**Document text:**
========================================================================
PIMT methylates asparagine residues 29 and 30 of p53
Because PIMT interacted with p53 and its methylase activity was necessary for regulating p53, we examined whether PIMT directly methylates p53. Using an in vitro methylation assay, we found that PIMT methylated p53, whereas the PIMT G88A mutant did not (Fig. 4a and Supplementary Fig. S9a). To determine the specific region of p53 methylation, we performed the in vitro methylation assay using truncated p53. The N terminus of p53 (amino acids 1–82) was methylated by PIMT, but not by the PIMT G88A mutant (Fig. 4b,c). Moreover, these methylations were removed upon alkaline treatment, confirming that the p53 methylations were specifically attributed to carboxyl methylation and not lysine or arginine methylation (Fig. 4d). We then generated several mutants in which selected asparagine or aspartate residues were replaced with alanine residues, and then performed in vitro methylation assays. The substitution of N29 or N30 with alanine (N29A or N30A) in the N terminal of p53 mostly abolished the PIMT-mediated methylation (Fig. 4e). To confirm that PIMT methylates p53 at isoaspartate residues 29 and 30, we synthesized peptides consisting of amino acids 22–40 of p53, in which asparagines 29 and 30 were replaced with isoaspartates (N29IsoD, N30IsoD and N29,30IsoD). Using in vitro methylation assay, we found that PIMT methylated N29IsoD, N30IsoD and N29,30IsoD, but not the wild-type p53 peptide (Fig. 4f and Supplementary Fig. S9b). We also observed a 14 Da mass shift for both N29IsoD and N30IsoD, but not for the p53 peptide containing asparagine residues 29 and 30 (Supplementary Fig. S9c). Furthermore, we identified 14 and 28 Da mass shifts for the p53 peptide, N29,30IsoD (Supplementary Fig. S9c). In consistent with this result, the substitution of N29 and N30 with alanine in the full-length p53 (N29,30A) resulted in the depletion of the PIMT-mediated methylation (Fig. 4g). Nano-flow liquid chromatography-coupled electro spray ionization tandem mass spectrometry (nano-LC-ESI-MS/MS) analysis also confirmed the methylations at IsoD29 and IsoD30 in the recombinant p53 (Supplementary Fig. S9d). These data indicate that asparagine 29 and 30 could be target sites for PIMT-mediated p53 methylation.
========================================================================
**Extracted records:**
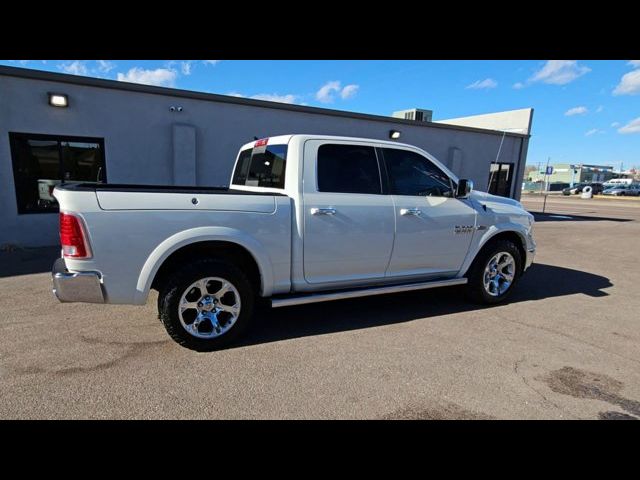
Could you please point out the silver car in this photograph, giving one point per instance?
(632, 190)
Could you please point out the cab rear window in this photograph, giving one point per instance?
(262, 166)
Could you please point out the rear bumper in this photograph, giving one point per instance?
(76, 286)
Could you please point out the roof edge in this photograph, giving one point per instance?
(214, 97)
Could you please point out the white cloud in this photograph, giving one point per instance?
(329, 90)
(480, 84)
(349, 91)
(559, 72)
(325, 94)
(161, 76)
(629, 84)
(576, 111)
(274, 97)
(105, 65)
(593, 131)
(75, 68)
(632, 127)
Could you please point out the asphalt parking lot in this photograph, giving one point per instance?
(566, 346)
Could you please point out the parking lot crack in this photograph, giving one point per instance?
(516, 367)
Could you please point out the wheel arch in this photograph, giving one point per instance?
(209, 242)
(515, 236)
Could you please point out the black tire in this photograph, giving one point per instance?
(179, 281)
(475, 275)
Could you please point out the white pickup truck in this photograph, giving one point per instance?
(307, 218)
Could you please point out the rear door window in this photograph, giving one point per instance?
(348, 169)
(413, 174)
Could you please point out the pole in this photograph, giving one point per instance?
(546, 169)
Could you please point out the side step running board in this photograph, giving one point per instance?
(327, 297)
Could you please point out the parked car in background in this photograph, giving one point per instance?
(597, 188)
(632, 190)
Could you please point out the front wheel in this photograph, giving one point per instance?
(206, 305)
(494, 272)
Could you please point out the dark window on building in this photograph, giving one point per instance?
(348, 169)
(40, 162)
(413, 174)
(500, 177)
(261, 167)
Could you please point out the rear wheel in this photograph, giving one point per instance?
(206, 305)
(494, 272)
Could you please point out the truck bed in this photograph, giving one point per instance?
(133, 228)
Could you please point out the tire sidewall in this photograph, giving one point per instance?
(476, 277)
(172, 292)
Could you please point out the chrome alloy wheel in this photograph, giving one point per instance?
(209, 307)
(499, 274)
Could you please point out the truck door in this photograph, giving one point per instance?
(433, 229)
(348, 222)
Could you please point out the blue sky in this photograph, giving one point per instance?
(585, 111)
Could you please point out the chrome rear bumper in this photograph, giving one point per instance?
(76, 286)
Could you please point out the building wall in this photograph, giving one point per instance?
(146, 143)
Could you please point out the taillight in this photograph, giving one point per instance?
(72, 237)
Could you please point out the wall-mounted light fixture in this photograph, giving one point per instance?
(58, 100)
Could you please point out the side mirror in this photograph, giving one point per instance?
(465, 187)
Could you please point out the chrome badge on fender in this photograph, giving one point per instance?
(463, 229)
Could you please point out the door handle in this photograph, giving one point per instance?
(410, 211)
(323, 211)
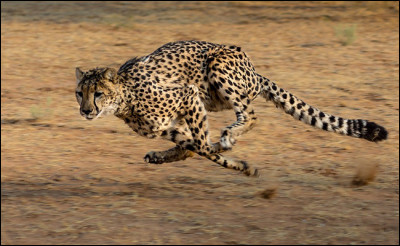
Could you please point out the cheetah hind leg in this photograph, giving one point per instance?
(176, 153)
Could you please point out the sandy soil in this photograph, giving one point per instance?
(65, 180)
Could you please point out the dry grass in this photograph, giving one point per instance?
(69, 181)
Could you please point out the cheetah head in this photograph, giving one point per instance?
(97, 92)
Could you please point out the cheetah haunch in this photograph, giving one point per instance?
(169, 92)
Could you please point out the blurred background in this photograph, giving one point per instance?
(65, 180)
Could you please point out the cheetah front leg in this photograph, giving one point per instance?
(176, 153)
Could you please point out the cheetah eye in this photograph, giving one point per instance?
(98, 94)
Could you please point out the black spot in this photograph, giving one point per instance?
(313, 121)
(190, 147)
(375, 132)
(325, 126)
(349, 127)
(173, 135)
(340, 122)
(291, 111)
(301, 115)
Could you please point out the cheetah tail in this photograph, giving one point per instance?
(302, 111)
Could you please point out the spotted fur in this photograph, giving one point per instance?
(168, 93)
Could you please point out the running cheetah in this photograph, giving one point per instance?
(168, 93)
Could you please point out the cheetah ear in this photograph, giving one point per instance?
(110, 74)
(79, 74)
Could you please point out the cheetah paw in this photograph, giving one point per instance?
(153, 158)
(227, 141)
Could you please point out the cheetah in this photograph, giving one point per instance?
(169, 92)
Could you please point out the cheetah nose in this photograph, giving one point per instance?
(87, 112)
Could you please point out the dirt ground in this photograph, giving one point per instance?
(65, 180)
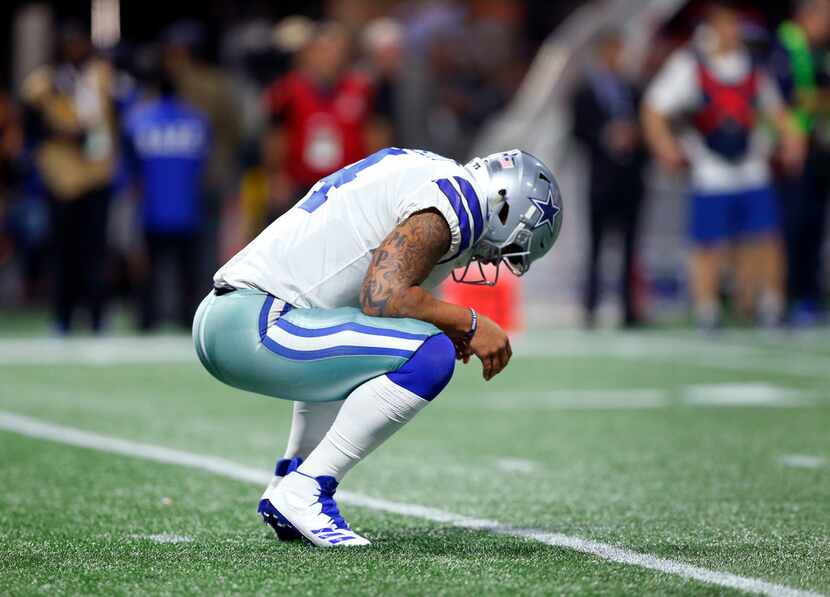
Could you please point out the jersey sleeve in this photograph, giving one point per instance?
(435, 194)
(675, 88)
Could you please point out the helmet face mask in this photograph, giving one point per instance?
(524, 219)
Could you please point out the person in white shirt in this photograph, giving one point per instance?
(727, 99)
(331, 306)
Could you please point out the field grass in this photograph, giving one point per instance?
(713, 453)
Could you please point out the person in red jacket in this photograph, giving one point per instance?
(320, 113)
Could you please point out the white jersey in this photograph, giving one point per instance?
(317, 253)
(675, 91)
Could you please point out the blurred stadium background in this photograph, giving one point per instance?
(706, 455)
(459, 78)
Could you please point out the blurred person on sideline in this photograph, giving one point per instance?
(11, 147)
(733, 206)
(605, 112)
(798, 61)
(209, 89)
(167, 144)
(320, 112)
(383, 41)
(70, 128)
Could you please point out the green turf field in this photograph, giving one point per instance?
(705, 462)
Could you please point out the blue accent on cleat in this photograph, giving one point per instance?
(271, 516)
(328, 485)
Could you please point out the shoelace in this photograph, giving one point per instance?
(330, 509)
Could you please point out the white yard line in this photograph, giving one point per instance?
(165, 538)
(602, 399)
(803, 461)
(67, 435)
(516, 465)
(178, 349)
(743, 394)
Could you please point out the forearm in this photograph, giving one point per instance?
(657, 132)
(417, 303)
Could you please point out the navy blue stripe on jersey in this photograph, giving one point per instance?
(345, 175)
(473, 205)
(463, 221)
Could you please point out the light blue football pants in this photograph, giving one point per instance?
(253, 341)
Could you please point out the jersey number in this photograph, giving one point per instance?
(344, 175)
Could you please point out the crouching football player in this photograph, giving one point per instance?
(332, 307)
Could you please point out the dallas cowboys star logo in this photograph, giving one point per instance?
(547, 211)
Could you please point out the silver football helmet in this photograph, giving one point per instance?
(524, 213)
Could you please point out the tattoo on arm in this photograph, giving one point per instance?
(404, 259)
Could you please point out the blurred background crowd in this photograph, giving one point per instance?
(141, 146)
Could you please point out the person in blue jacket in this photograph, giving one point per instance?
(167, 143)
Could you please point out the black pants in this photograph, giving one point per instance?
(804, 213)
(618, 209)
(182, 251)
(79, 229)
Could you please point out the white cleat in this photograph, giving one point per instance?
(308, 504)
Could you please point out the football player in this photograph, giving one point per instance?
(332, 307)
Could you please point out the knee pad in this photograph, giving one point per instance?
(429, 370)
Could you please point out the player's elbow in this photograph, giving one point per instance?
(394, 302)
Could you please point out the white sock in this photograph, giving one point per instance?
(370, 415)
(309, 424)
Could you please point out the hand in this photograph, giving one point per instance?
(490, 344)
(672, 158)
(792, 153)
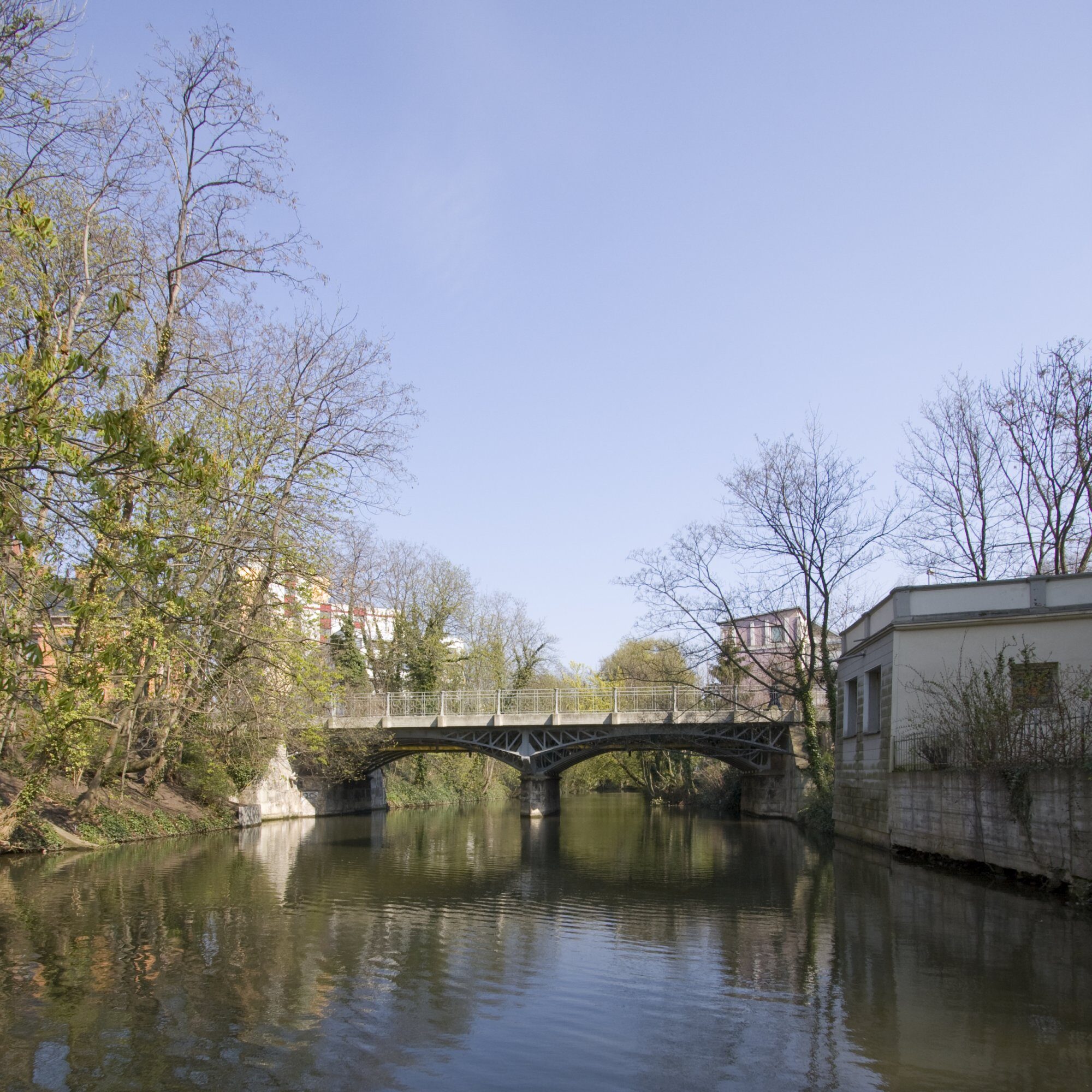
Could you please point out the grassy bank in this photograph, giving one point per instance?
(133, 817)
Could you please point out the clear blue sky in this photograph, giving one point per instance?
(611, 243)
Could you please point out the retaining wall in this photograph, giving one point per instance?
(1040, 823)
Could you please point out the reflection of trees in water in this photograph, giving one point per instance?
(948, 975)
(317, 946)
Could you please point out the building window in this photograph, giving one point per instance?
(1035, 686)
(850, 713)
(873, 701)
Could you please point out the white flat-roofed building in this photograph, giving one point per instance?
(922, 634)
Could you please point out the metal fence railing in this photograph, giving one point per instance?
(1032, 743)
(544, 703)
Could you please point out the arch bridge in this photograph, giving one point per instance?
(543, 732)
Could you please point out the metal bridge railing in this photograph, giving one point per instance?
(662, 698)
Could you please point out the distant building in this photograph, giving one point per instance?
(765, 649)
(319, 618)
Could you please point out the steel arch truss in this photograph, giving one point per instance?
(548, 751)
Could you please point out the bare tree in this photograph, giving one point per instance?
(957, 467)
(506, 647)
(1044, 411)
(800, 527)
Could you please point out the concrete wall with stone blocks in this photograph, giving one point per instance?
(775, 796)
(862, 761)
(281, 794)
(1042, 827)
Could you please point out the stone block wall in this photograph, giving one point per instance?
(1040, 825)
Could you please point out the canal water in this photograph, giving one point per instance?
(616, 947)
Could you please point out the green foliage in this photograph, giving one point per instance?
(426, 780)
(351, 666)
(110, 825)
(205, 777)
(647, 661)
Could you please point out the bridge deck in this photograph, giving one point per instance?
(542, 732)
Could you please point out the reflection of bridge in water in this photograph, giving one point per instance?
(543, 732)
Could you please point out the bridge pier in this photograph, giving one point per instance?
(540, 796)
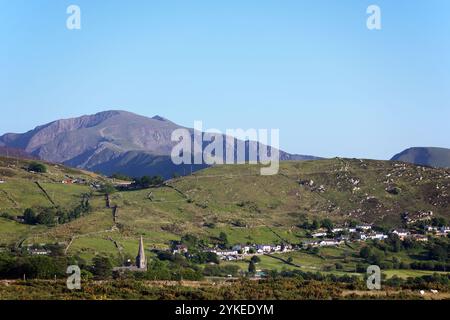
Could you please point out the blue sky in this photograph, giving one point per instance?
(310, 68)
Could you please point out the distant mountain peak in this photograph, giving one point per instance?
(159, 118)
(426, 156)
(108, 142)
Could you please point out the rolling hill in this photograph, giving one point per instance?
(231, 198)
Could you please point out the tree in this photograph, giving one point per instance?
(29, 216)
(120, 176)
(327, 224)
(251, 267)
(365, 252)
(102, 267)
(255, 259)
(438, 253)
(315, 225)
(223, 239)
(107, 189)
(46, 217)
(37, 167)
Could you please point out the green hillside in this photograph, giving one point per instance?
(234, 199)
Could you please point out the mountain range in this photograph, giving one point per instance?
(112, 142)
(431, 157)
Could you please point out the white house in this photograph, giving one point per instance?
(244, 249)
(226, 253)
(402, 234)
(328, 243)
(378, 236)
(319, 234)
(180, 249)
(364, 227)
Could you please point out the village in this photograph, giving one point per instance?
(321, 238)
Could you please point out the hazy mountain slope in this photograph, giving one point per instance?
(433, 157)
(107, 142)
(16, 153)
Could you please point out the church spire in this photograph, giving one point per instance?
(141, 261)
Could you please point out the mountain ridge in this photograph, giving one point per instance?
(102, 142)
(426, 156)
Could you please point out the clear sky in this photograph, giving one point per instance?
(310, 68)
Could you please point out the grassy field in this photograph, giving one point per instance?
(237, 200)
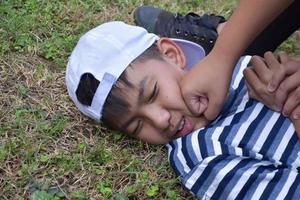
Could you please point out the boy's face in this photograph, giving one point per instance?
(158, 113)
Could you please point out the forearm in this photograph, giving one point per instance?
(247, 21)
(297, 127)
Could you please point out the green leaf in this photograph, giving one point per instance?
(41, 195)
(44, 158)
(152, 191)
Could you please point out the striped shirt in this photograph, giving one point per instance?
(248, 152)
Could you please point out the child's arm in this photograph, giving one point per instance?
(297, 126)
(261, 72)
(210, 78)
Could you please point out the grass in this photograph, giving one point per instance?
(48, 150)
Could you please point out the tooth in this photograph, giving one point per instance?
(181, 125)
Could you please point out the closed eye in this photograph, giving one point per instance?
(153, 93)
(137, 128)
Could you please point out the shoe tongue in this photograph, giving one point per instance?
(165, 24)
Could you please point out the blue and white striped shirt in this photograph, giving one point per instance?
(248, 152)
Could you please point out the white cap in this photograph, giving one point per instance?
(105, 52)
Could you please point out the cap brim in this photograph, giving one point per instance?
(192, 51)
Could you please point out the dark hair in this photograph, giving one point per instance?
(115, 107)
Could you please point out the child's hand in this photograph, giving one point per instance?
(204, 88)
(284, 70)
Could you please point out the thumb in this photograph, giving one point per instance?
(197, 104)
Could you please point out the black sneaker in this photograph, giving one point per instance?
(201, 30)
========================================================================
**Task objective:**
According to the text on PIMT methylation of p53, which mass shifts were identified for the N29,30IsoD peptide?

**Solution:**
Mass shifts of 14 and 28 Da were identified for the N29,30IsoD peptide.